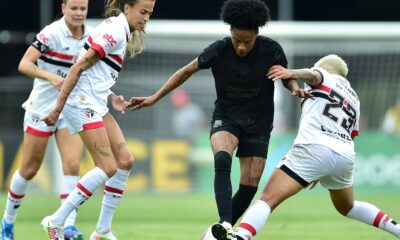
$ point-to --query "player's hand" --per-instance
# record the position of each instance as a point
(277, 72)
(136, 103)
(57, 82)
(118, 102)
(52, 118)
(301, 93)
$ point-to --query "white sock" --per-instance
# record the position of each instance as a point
(16, 193)
(254, 219)
(83, 190)
(369, 214)
(68, 184)
(113, 191)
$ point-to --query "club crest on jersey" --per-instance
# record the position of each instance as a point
(217, 123)
(89, 113)
(35, 119)
(110, 39)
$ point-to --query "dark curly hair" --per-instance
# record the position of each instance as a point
(245, 14)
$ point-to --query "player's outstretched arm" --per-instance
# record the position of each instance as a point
(311, 77)
(178, 78)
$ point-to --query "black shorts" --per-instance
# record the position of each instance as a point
(253, 139)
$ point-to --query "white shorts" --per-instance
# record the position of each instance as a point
(35, 126)
(309, 162)
(80, 119)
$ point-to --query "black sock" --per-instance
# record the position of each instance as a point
(222, 185)
(241, 201)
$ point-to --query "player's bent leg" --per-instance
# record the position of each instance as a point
(363, 211)
(251, 170)
(280, 186)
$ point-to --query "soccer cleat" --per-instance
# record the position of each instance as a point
(54, 232)
(7, 231)
(71, 233)
(223, 231)
(107, 236)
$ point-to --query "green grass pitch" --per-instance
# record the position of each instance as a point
(183, 216)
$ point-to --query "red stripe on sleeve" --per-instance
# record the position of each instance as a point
(63, 196)
(60, 55)
(323, 88)
(249, 228)
(116, 58)
(94, 125)
(16, 196)
(378, 219)
(38, 133)
(354, 133)
(99, 49)
(84, 190)
(113, 190)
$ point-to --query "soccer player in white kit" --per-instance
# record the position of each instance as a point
(83, 101)
(323, 149)
(47, 60)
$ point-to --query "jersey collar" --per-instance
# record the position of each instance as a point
(68, 32)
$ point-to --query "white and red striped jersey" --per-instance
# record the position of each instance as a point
(332, 118)
(59, 51)
(109, 40)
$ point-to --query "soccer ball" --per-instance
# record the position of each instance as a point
(207, 235)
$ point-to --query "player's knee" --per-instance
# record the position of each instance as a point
(29, 173)
(344, 209)
(126, 162)
(71, 167)
(222, 161)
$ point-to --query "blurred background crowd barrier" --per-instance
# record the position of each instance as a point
(167, 162)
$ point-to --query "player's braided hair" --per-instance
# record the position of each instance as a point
(112, 9)
(245, 14)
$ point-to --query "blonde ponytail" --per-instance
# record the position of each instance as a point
(136, 43)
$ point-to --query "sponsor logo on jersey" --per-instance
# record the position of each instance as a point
(110, 39)
(89, 113)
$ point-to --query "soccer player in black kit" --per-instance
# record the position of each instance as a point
(244, 108)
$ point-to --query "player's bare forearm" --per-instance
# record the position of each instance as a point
(69, 84)
(290, 84)
(306, 75)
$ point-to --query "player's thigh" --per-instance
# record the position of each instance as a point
(33, 150)
(97, 142)
(279, 187)
(120, 150)
(251, 170)
(70, 146)
(342, 199)
(223, 141)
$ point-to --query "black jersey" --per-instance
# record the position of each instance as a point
(244, 92)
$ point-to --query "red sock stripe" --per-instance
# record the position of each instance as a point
(113, 190)
(378, 219)
(15, 196)
(249, 228)
(84, 190)
(64, 196)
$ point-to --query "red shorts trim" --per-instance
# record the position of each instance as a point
(37, 132)
(113, 190)
(93, 125)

___

#### Work required:
Retype all the material word for word while skipping any picture it contains.

#### Task result:
$ point-to --query "player's hand" --per-instance
# record the position of each instance as a point
(277, 72)
(136, 103)
(57, 82)
(118, 102)
(52, 118)
(301, 93)
$ point-to --query "white sock" --per-instance
# record the position of each instance as a point
(16, 193)
(254, 219)
(83, 190)
(369, 214)
(68, 184)
(113, 191)
$ point-to --query "club crest on jersey" --per-instance
# record the position of each instance as a point
(217, 123)
(89, 113)
(35, 119)
(110, 39)
$ point-to --query "dark curly hair" --per-instance
# record the position of each instance as a point
(245, 14)
$ point-to --query "player's outstretched arm" --per-instance
# record the position of each instance as a point
(311, 77)
(178, 78)
$ point-to --query "black shorts" --per-instance
# record the position of each instance as a point
(253, 139)
$ point-to --query "white shorts" --per-instance
# record the position of each instance as a point
(35, 126)
(309, 162)
(80, 119)
$ point-to --query "black sock" --per-instance
# record the position of each instance as a point
(222, 185)
(241, 201)
$ point-to --query "player's bent leg" --per-instance
# record the position of each instance as a point
(363, 211)
(251, 170)
(280, 186)
$ point-to --query "soccer cleat" --per-instance
# record the position of each instance as a point
(54, 232)
(7, 231)
(71, 233)
(223, 231)
(107, 236)
$ point-to --query "green grass pitch" --per-instance
# record the position of each instance as a point
(183, 216)
$ point-to --query "red stripe on sleeve" --per-instance
# record the position of each instance as a point
(63, 196)
(60, 55)
(323, 88)
(249, 228)
(116, 58)
(94, 125)
(16, 196)
(378, 219)
(38, 133)
(354, 133)
(99, 49)
(84, 190)
(113, 190)
$ point-to --query "soccer player in white kit" --per-instance
# record the position of each instance as a point
(83, 101)
(323, 149)
(47, 60)
$ point-to --query "jersey collar" --per-instance
# record the position of each instance as a point
(68, 32)
$ point-to --query "white and red striped jersey" --per-instance
# record the position of each instance as a point
(332, 118)
(59, 51)
(109, 40)
$ point-to --query "soccer ball" --per-instance
# record the position of each instance as a point
(207, 235)
$ point-to --query "player's knee" --per-instance
# record the position of each instance as a point
(29, 173)
(344, 209)
(126, 162)
(71, 167)
(222, 161)
$ point-to --query "blurred background crowd barrier" --per-instance
# record the position of each instance as a point
(167, 162)
$ point-to --query "player's braided hair" --per-instance
# record the position of each instance as a point
(112, 9)
(245, 14)
$ point-to --query "blonde ponytail" --per-instance
# record the position of each instance as a point
(136, 43)
$ point-to --query "sponsor logo on jersey" --per-instance
# record the position of each instance as a point
(110, 39)
(89, 113)
$ point-to --query "soccer player in black kit" --per-instance
# record the position of each instance as a point
(244, 108)
$ point-to --query "player's bare forearm" --per-instance
# record the position of each instance as a point
(69, 84)
(290, 84)
(306, 75)
$ point-to --query "player's thigh" --per-instance
# record the position of each instance as a point
(33, 150)
(97, 142)
(279, 187)
(120, 150)
(251, 170)
(70, 146)
(342, 199)
(223, 141)
$ point-to --query "black jersey" --per-instance
# record the position of each instance as a point
(244, 92)
$ point-to --query "red sock stripe" --per-instance
# record the position of each instance as a point
(113, 190)
(378, 219)
(15, 196)
(249, 228)
(84, 190)
(64, 196)
$ point-to --query "red shorts trim" --per-instance
# record the position of each instance as a point
(37, 132)
(113, 190)
(93, 125)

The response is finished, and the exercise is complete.